## TRAVAIL À FAIRE
Recopiez à l'identique toutes les entrées qui suivent, ligne par ligne.

## ENSEMBLE D'ENTRÉES
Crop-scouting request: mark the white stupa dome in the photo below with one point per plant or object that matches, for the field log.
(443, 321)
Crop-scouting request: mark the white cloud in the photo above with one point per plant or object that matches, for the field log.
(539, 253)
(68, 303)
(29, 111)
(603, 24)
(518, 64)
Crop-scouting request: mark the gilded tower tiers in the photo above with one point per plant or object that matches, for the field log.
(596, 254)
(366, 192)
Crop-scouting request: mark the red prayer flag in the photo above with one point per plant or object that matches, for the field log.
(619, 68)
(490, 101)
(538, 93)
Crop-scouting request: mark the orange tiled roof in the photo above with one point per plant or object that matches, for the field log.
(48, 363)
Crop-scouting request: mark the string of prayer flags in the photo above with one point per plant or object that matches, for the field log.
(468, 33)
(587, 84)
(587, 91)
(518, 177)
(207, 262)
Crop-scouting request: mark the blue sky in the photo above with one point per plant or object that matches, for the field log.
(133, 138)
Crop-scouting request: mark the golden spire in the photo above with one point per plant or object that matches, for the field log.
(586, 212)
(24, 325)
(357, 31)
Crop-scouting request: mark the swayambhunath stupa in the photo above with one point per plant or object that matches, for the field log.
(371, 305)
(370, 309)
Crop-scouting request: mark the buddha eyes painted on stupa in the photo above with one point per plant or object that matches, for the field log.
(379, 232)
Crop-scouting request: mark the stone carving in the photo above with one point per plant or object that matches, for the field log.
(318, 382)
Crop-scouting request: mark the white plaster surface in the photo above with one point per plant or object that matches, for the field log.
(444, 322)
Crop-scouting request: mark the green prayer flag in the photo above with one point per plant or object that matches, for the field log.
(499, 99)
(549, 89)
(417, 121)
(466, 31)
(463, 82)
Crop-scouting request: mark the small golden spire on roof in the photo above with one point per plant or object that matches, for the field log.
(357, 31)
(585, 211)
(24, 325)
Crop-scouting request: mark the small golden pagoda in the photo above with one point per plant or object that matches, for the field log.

## RÉPONSE RÉDIGÉE
Crop-scouting request: mark the white stupa dome in the photo below with one point per plant or object that matches, for the field log.
(443, 321)
Crop-scouting request: mark the white cloud in the photo above with one point per plant or object that matches, for the field log.
(539, 253)
(68, 303)
(29, 111)
(603, 24)
(518, 64)
Crop-scouting request: mark the gilded tower tiers in the photo above with one point per plant or object that matches, for the field log.
(596, 254)
(366, 192)
Crop-scouting request: mark the red prayer flag in the photo above with one point per plant or object that matches, for the field log.
(619, 68)
(490, 101)
(538, 93)
Crop-scouting request: mark the orange tiled roof in the photo above with one point per plant or object that matches, for the field log.
(48, 363)
Crop-scouting request: mark the string of prayer flags in the photo above with one point per plant or object that matches, for the field log.
(468, 33)
(587, 84)
(587, 91)
(518, 177)
(207, 262)
Crop-scouting request: mark the blue sky in the photo above with one point per plant or object that matches, for the field log.
(133, 138)
Crop-scouting request: mark the golden spire in the photo above with one point per plant or object that matches, for the field log.
(586, 212)
(24, 325)
(357, 31)
Crop-scouting request: mark the swayambhunath stupa in the photo above with one point per plant or object that matches, for the field log.
(371, 305)
(370, 309)
Crop-scouting request: mark the buddha eyes painted on stupa in the photo above with one point per plant or object that matches, for the field log.
(379, 232)
Crop-scouting request: mark the stone carving in the photo above with one point per plant or object that matches, for the field log.
(318, 382)
Crop-scouting request: mark the white plaster surface in the photo above with one point per plant or object that matches, for the field log.
(444, 322)
Crop-scouting request: mark the green prayer flag in the photo above with one point per plant or object that matches, for the field log.
(499, 99)
(549, 89)
(417, 121)
(466, 31)
(463, 82)
Crop-scouting request: mark the small golden spire on roof in the photo above with one point per plant or object that matches, for the field log.
(357, 31)
(585, 211)
(24, 325)
Crop-scouting request: mark the small golden pagoda in the photo above with one point per plant or object that matches, for the field log.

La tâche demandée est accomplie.